__What is required__.
Gather every line of the data below that contains the string "window", and copy each one in full. Treat the match as case-sensitive.

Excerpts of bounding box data
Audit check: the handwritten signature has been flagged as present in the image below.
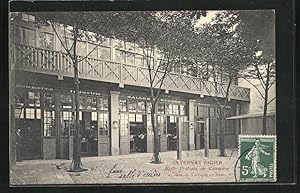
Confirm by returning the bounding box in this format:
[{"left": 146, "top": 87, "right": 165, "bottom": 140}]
[{"left": 106, "top": 164, "right": 160, "bottom": 178}]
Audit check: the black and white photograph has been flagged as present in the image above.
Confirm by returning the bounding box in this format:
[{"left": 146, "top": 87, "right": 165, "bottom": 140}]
[{"left": 9, "top": 9, "right": 277, "bottom": 186}]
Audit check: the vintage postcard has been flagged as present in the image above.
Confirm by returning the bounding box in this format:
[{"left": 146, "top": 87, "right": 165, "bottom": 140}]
[{"left": 9, "top": 10, "right": 277, "bottom": 186}]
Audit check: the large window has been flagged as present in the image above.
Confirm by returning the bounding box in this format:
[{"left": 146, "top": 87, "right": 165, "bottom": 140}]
[
  {"left": 43, "top": 110, "right": 55, "bottom": 137},
  {"left": 60, "top": 111, "right": 74, "bottom": 136},
  {"left": 119, "top": 113, "right": 129, "bottom": 136},
  {"left": 98, "top": 113, "right": 109, "bottom": 136},
  {"left": 119, "top": 99, "right": 127, "bottom": 112}
]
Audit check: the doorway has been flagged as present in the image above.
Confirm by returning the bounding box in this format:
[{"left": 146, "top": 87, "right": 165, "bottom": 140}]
[
  {"left": 195, "top": 121, "right": 205, "bottom": 150},
  {"left": 80, "top": 112, "right": 98, "bottom": 156},
  {"left": 130, "top": 122, "right": 147, "bottom": 153},
  {"left": 167, "top": 116, "right": 177, "bottom": 151},
  {"left": 16, "top": 119, "right": 42, "bottom": 160}
]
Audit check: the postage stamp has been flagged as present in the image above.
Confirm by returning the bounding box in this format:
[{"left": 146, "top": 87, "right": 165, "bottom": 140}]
[{"left": 239, "top": 135, "right": 277, "bottom": 182}]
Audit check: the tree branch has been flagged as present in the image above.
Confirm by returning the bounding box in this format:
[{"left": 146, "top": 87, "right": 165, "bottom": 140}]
[
  {"left": 243, "top": 77, "right": 265, "bottom": 99},
  {"left": 267, "top": 97, "right": 276, "bottom": 105}
]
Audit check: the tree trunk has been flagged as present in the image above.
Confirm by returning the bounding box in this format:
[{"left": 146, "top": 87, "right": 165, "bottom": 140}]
[
  {"left": 262, "top": 87, "right": 269, "bottom": 135},
  {"left": 219, "top": 107, "right": 226, "bottom": 156},
  {"left": 73, "top": 25, "right": 82, "bottom": 171},
  {"left": 151, "top": 103, "right": 160, "bottom": 164}
]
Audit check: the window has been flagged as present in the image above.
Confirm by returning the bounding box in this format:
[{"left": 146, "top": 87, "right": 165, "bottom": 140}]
[
  {"left": 128, "top": 100, "right": 137, "bottom": 112},
  {"left": 44, "top": 110, "right": 55, "bottom": 137},
  {"left": 44, "top": 93, "right": 55, "bottom": 108},
  {"left": 180, "top": 105, "right": 185, "bottom": 115},
  {"left": 209, "top": 107, "right": 216, "bottom": 117},
  {"left": 39, "top": 32, "right": 54, "bottom": 50},
  {"left": 86, "top": 97, "right": 97, "bottom": 110},
  {"left": 119, "top": 99, "right": 127, "bottom": 112},
  {"left": 28, "top": 91, "right": 41, "bottom": 107},
  {"left": 22, "top": 13, "right": 35, "bottom": 21},
  {"left": 99, "top": 46, "right": 111, "bottom": 60},
  {"left": 21, "top": 28, "right": 36, "bottom": 47},
  {"left": 60, "top": 95, "right": 73, "bottom": 109},
  {"left": 129, "top": 114, "right": 135, "bottom": 122},
  {"left": 119, "top": 114, "right": 129, "bottom": 136},
  {"left": 157, "top": 115, "right": 167, "bottom": 135},
  {"left": 147, "top": 102, "right": 152, "bottom": 113},
  {"left": 25, "top": 108, "right": 35, "bottom": 119},
  {"left": 157, "top": 102, "right": 165, "bottom": 114},
  {"left": 60, "top": 111, "right": 74, "bottom": 136},
  {"left": 135, "top": 114, "right": 143, "bottom": 122},
  {"left": 99, "top": 113, "right": 109, "bottom": 136},
  {"left": 172, "top": 104, "right": 179, "bottom": 115},
  {"left": 88, "top": 43, "right": 98, "bottom": 58},
  {"left": 116, "top": 50, "right": 126, "bottom": 64},
  {"left": 91, "top": 112, "right": 98, "bottom": 121},
  {"left": 180, "top": 117, "right": 189, "bottom": 136},
  {"left": 76, "top": 40, "right": 87, "bottom": 57},
  {"left": 198, "top": 106, "right": 208, "bottom": 117},
  {"left": 15, "top": 108, "right": 24, "bottom": 119},
  {"left": 135, "top": 55, "right": 144, "bottom": 67},
  {"left": 126, "top": 52, "right": 134, "bottom": 65},
  {"left": 99, "top": 98, "right": 108, "bottom": 111},
  {"left": 167, "top": 104, "right": 179, "bottom": 115},
  {"left": 137, "top": 101, "right": 146, "bottom": 113}
]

__Solution for this exercise__.
Audit check: the large window has been flagged as present in the image above.
Audit check: the window has been flagged as present in the image above.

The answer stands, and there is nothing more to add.